> Description of the task
Copy the records below word for word, from the line with "plastic bottle for yield estimation." to the line with "[365,92,430,123]", both of those lines included.

Entries on locating named things
** Begin **

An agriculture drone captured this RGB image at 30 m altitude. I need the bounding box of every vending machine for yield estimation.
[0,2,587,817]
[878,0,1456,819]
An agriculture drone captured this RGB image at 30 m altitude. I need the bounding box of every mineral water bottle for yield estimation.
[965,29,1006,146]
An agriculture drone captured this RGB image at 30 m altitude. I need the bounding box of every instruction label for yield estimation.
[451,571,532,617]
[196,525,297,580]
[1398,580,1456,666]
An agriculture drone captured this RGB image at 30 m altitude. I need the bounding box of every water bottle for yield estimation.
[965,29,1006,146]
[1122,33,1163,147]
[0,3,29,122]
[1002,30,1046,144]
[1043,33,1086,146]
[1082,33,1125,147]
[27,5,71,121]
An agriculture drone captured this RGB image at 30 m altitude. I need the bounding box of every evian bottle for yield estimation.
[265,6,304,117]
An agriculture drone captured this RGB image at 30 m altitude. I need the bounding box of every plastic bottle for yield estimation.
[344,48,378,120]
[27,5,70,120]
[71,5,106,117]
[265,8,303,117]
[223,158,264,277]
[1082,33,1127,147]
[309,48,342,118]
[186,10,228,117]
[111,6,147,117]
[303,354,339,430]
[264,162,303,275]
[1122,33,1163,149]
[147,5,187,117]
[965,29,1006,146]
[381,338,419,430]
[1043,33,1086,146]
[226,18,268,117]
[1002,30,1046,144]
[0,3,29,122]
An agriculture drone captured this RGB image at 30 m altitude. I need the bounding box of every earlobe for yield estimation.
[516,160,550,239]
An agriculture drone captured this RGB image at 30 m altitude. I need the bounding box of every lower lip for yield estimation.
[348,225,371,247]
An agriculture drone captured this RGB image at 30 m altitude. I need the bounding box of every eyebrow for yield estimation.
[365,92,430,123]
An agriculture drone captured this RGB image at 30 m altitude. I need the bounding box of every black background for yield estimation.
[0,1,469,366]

** End **

> Correct result
An agriculture drone captured this RGB image at 30 m altitude. I need the bounding box of every plastic bottle for yield estimation.
[344,48,378,120]
[27,5,70,120]
[71,5,106,117]
[265,8,303,117]
[223,158,264,277]
[1082,33,1127,147]
[309,48,342,118]
[186,10,228,117]
[111,6,147,117]
[303,354,339,430]
[264,162,303,275]
[1122,33,1163,149]
[147,5,187,117]
[965,29,1006,146]
[381,338,419,430]
[1043,33,1086,146]
[226,18,268,117]
[1002,30,1046,144]
[0,3,29,122]
An agriculture drone captured this RGB image at 30 m altitude. I need the bounding box of every earlobe for yield estimation.
[516,160,550,239]
An agriculture drone captured this RGB image at 30 m altitude. I need the bounding box of every lower lip for yield estimation.
[348,225,371,247]
An agriculture drone captured this RGB image at 30 m altitude. I need the bounding box of every eyebrow for yield estimation.
[365,92,430,123]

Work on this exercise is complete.